[What is required] Copy the lines of the listing below word for word, beginning at the line that contains "Call locate_point to put a point on the dog's ear, one" and ending with the last line of the listing.

[Records supplied]
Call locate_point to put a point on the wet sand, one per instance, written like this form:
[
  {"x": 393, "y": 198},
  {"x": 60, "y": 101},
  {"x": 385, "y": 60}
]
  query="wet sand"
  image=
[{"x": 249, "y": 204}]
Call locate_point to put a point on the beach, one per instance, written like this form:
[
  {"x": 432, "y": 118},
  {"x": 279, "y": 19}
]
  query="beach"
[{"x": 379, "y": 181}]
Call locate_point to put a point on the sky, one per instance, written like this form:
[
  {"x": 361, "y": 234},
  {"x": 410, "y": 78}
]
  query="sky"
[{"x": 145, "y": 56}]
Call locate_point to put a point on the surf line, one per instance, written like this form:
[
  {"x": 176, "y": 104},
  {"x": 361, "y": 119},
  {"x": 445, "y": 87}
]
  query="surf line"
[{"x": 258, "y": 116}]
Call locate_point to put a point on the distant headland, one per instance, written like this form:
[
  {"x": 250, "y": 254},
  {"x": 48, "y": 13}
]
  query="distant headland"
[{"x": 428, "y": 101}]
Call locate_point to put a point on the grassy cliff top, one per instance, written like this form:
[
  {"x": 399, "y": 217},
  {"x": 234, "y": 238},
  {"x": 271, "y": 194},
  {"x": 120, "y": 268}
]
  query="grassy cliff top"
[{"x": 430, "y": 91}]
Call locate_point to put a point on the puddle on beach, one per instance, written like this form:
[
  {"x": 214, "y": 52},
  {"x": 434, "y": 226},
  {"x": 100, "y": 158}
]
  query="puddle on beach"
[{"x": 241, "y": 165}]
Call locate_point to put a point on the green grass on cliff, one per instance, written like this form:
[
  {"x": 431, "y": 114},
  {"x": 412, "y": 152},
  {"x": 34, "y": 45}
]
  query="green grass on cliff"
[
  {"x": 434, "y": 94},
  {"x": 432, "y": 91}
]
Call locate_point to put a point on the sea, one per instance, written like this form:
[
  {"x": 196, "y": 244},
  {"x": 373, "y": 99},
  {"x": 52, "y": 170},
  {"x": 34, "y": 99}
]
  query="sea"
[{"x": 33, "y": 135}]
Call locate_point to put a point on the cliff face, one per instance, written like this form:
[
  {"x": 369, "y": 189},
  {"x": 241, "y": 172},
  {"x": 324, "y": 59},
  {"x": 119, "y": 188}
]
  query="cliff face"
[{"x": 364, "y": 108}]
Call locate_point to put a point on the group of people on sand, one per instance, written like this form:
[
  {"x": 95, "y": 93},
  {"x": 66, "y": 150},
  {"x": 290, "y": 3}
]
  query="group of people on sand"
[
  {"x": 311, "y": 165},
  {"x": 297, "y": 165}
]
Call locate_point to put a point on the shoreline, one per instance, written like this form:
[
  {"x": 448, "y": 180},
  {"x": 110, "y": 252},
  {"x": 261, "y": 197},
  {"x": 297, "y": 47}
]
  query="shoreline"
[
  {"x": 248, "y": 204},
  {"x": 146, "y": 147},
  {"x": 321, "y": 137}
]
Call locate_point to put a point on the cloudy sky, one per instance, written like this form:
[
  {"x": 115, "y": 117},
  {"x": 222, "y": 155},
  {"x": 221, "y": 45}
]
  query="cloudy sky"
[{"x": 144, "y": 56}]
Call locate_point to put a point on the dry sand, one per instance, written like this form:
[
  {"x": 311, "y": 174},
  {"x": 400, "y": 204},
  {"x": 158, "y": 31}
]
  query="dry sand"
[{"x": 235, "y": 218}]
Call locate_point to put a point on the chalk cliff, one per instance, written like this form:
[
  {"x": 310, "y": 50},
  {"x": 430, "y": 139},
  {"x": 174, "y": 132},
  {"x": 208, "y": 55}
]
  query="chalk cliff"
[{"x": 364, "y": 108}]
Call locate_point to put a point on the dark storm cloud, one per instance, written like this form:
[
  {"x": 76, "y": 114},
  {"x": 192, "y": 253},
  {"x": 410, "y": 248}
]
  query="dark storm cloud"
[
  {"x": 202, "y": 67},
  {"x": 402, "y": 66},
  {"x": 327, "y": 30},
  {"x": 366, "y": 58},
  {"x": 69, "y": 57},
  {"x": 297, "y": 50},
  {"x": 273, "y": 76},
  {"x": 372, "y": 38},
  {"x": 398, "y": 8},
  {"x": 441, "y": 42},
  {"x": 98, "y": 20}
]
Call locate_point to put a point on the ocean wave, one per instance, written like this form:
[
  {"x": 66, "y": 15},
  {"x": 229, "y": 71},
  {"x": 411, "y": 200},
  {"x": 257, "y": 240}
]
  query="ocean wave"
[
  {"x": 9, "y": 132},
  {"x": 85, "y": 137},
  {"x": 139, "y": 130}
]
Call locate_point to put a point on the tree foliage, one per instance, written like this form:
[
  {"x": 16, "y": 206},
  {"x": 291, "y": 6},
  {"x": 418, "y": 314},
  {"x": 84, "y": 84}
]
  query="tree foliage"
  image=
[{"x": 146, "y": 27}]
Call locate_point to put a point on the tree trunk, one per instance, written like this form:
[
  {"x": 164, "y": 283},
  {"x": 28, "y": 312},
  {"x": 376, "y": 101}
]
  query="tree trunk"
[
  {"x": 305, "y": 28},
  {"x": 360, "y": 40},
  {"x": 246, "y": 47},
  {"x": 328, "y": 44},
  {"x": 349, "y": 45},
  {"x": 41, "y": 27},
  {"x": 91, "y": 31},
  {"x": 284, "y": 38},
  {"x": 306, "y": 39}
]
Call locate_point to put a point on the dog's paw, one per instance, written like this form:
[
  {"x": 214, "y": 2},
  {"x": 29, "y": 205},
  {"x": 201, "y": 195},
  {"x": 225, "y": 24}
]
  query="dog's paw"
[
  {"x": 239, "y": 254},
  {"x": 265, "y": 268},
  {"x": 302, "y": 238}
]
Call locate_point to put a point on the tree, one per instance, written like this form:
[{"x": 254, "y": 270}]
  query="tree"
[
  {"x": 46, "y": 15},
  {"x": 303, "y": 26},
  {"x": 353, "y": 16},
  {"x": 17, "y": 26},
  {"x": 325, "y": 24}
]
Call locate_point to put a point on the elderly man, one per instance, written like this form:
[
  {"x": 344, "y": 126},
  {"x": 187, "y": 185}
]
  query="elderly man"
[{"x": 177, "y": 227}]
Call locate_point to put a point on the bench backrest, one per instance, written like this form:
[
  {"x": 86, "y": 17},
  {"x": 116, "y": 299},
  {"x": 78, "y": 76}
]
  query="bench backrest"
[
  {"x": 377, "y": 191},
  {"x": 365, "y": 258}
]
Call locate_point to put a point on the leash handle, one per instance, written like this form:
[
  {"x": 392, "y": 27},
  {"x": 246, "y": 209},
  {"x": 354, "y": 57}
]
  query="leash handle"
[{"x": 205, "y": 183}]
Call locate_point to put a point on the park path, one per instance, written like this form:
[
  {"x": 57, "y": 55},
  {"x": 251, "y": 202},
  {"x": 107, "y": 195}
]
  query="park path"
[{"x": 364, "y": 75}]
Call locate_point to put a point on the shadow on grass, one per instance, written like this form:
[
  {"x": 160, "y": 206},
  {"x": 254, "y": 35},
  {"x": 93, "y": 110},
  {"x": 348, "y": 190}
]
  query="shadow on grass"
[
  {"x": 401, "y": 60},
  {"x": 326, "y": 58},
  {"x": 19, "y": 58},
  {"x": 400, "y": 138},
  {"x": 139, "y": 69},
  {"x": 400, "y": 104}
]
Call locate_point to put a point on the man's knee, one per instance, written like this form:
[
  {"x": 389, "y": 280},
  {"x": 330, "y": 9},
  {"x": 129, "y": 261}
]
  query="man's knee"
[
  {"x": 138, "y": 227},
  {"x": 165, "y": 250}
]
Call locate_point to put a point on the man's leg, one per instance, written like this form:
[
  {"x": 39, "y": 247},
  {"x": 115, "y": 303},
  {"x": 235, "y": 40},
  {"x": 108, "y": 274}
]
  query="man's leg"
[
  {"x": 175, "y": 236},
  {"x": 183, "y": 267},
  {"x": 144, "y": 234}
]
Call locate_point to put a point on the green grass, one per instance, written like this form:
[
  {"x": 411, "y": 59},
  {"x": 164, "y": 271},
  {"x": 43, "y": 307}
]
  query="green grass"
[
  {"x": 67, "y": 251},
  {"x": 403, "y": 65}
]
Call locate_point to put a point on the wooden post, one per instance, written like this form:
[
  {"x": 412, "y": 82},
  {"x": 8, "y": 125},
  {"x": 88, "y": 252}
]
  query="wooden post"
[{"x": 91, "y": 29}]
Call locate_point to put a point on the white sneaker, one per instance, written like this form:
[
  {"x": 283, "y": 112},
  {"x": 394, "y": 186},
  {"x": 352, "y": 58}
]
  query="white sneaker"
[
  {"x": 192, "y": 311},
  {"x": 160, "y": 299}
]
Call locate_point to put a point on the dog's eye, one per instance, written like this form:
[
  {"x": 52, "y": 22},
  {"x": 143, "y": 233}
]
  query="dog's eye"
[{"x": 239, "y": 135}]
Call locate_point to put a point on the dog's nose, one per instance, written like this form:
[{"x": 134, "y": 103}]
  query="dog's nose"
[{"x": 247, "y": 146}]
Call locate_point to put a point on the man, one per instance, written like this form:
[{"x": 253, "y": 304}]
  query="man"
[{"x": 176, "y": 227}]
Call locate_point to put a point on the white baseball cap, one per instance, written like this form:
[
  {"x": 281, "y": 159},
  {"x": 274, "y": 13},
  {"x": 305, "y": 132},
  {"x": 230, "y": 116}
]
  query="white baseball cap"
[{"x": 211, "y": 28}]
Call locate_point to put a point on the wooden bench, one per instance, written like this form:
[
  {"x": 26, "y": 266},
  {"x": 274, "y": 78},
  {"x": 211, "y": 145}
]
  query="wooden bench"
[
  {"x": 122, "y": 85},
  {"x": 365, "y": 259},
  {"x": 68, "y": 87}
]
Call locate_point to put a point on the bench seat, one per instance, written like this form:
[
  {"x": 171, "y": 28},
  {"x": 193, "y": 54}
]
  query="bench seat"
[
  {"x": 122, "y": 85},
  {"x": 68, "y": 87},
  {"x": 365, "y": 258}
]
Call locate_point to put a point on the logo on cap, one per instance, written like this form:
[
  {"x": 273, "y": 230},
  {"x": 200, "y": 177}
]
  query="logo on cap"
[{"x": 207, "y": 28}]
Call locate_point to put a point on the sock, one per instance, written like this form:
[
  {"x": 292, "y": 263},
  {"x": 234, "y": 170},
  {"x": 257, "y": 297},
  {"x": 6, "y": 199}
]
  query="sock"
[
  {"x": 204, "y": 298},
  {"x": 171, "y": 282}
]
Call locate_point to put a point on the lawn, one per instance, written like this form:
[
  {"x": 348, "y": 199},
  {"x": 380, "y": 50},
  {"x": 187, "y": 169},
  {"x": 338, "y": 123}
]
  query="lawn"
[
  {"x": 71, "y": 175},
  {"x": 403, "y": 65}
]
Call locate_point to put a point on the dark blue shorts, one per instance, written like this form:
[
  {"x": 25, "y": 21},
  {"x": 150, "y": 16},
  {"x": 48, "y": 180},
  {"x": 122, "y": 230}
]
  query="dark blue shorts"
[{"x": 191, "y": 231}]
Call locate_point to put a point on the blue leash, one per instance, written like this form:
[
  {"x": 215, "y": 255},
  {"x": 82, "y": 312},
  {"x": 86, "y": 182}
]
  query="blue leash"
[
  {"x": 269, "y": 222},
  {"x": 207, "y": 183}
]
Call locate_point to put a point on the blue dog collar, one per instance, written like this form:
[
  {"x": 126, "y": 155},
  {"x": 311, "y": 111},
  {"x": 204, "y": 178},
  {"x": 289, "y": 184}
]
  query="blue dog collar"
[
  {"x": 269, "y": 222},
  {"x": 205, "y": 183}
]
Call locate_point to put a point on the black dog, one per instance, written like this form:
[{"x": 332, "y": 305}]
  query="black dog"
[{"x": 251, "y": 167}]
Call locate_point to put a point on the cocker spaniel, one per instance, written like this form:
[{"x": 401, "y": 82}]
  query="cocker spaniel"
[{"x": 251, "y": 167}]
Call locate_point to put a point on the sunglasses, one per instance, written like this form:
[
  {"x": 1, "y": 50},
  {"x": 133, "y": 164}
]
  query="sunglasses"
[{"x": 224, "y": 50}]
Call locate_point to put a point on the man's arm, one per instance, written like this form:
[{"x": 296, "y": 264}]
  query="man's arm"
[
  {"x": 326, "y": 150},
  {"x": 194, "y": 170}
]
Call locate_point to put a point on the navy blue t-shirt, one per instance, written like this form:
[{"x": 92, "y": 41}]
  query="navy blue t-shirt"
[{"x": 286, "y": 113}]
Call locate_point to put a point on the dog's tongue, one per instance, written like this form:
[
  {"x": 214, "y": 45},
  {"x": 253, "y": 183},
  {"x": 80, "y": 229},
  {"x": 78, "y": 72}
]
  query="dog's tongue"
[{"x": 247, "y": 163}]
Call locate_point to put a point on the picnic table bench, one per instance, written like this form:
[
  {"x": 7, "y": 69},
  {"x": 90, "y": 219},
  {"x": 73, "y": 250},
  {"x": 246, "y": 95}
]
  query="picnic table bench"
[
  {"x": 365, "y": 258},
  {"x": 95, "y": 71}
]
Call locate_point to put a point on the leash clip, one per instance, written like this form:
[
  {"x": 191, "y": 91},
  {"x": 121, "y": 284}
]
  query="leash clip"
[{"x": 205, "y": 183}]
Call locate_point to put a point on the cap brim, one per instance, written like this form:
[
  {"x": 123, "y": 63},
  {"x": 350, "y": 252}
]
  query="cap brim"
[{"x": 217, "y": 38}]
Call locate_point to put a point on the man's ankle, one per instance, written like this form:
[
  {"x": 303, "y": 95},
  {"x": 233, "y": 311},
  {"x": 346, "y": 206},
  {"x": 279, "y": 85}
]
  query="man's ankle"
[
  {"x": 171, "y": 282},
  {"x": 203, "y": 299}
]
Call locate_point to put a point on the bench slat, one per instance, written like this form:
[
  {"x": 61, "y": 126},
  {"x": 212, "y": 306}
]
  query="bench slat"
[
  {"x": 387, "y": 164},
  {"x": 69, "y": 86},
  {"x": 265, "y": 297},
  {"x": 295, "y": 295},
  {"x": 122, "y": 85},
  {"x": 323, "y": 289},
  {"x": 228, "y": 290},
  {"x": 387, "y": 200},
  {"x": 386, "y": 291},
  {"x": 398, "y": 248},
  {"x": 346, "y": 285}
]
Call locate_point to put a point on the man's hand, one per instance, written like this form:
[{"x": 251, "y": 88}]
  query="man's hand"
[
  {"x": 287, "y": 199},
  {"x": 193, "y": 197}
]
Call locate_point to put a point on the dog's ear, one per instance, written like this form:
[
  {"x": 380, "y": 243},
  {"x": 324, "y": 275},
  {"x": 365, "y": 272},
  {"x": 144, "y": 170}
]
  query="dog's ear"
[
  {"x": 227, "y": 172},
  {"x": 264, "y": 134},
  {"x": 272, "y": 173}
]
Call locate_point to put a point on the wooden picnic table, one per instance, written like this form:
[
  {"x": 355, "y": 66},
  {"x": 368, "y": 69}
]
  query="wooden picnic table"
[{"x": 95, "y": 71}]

[Exercise result]
Call locate_point to put a point on the dog's ear, one per instance, written like this form:
[
  {"x": 380, "y": 243},
  {"x": 324, "y": 275},
  {"x": 365, "y": 272},
  {"x": 144, "y": 170}
]
  query="dog's ear"
[
  {"x": 227, "y": 172},
  {"x": 264, "y": 134},
  {"x": 272, "y": 173}
]
Call locate_point to put a point on the wooden picnic table, one per instance, written like this form:
[
  {"x": 355, "y": 66},
  {"x": 368, "y": 69}
]
  query="wooden picnic table"
[{"x": 95, "y": 71}]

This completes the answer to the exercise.